## START DATA SUPPLIED
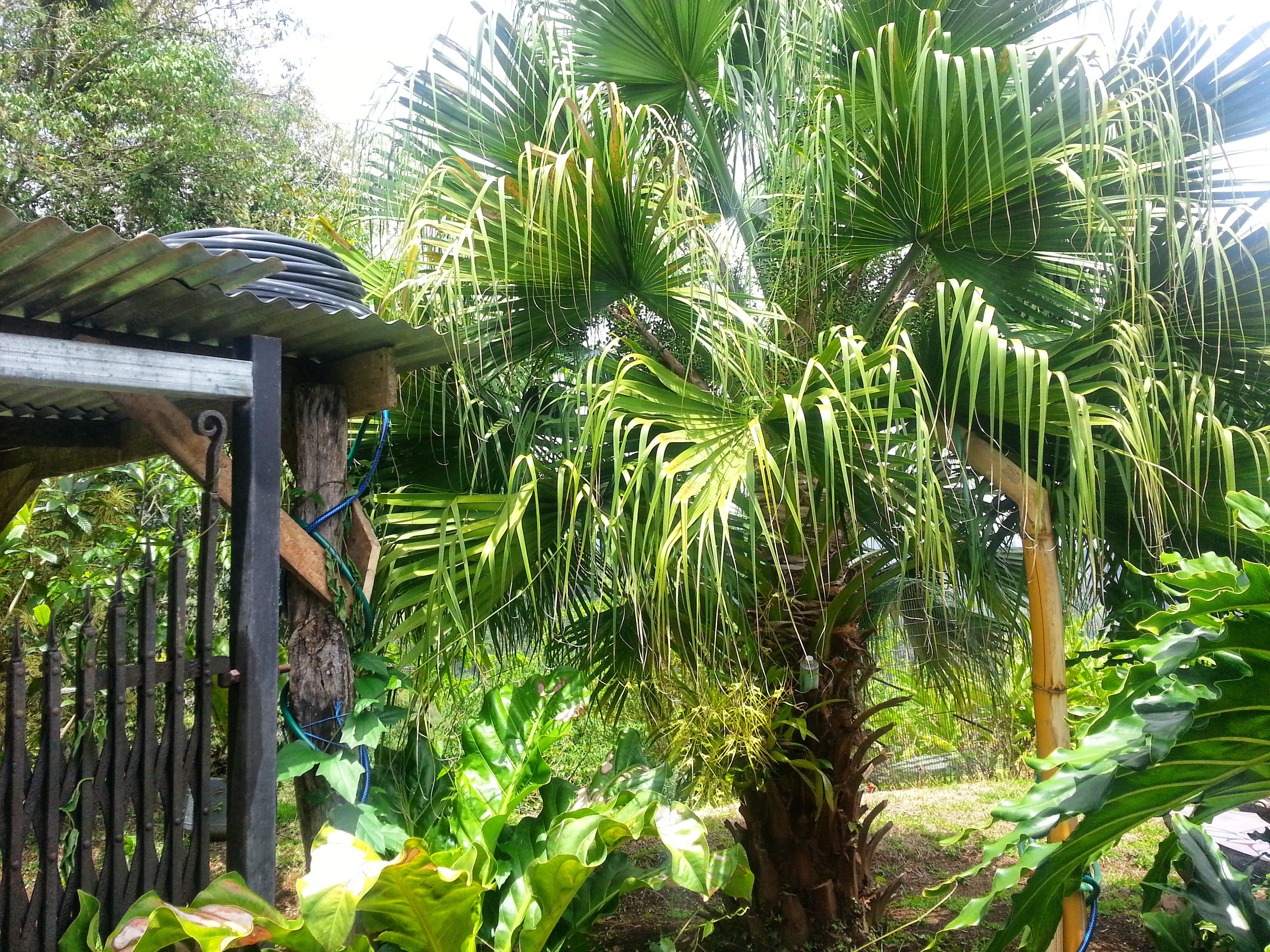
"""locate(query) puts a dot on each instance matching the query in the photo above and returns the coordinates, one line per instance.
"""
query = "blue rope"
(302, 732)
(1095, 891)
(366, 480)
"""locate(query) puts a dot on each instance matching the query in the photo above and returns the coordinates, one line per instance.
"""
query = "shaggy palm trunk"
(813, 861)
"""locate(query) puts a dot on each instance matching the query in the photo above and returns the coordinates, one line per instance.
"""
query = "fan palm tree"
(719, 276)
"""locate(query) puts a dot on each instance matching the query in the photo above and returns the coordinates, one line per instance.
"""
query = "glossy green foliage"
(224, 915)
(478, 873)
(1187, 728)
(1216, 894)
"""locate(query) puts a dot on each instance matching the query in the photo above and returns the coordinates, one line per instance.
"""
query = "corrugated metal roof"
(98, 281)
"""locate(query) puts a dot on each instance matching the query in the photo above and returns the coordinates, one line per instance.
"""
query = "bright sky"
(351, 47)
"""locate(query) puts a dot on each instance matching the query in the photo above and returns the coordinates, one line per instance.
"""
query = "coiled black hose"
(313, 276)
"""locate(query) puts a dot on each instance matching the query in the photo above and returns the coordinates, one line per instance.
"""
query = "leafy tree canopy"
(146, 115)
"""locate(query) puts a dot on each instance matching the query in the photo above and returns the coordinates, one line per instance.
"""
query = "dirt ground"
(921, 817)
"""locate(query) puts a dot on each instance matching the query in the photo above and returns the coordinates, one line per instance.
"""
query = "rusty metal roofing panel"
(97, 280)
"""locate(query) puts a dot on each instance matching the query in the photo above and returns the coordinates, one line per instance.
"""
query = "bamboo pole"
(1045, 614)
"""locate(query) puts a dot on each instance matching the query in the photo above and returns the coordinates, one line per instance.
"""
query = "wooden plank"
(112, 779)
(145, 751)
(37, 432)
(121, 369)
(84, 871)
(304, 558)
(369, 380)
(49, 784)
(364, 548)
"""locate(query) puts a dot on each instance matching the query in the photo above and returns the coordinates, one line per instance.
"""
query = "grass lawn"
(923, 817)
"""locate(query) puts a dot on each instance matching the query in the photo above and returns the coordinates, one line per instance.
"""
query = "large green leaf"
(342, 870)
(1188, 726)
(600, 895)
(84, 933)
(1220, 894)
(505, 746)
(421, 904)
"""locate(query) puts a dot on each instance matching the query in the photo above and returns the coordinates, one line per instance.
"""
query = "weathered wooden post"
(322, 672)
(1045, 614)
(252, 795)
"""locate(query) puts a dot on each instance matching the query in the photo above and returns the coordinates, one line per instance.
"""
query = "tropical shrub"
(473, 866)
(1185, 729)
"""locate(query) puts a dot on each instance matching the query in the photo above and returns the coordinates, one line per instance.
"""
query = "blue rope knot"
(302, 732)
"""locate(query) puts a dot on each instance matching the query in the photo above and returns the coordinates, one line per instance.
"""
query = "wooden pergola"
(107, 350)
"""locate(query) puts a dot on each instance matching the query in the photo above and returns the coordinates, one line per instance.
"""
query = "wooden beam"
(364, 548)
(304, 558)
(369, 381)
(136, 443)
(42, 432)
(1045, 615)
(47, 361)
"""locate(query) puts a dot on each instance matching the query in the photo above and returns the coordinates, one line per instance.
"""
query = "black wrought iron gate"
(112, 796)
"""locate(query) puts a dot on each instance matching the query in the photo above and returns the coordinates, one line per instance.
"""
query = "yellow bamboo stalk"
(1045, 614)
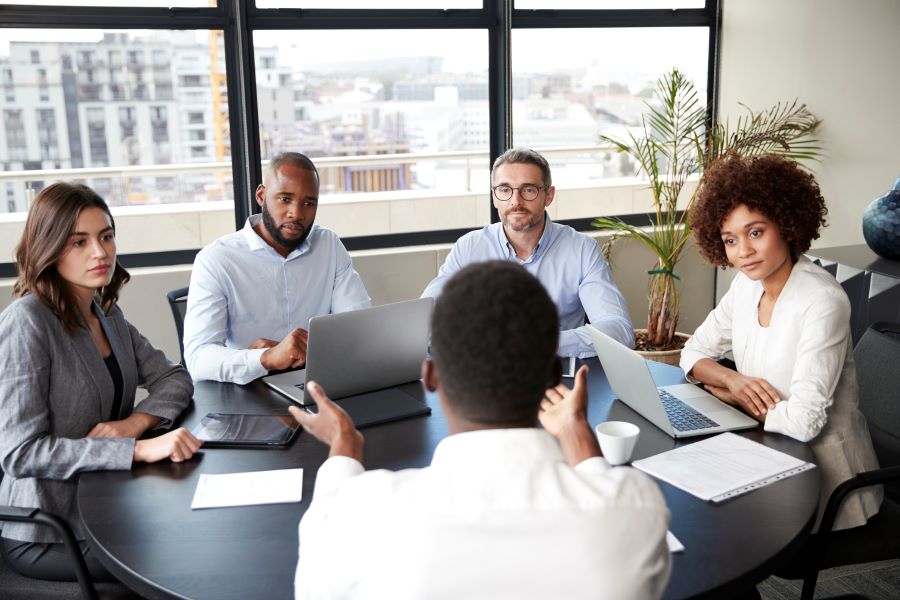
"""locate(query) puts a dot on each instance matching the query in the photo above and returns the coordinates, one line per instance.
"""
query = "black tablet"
## END DATA SUPPLIED
• WHAT NEEDS TO BE DONE:
Count the lines in the data above that contain the word "green". Reply with the number alone.

• ANSWER TO THE TASK:
2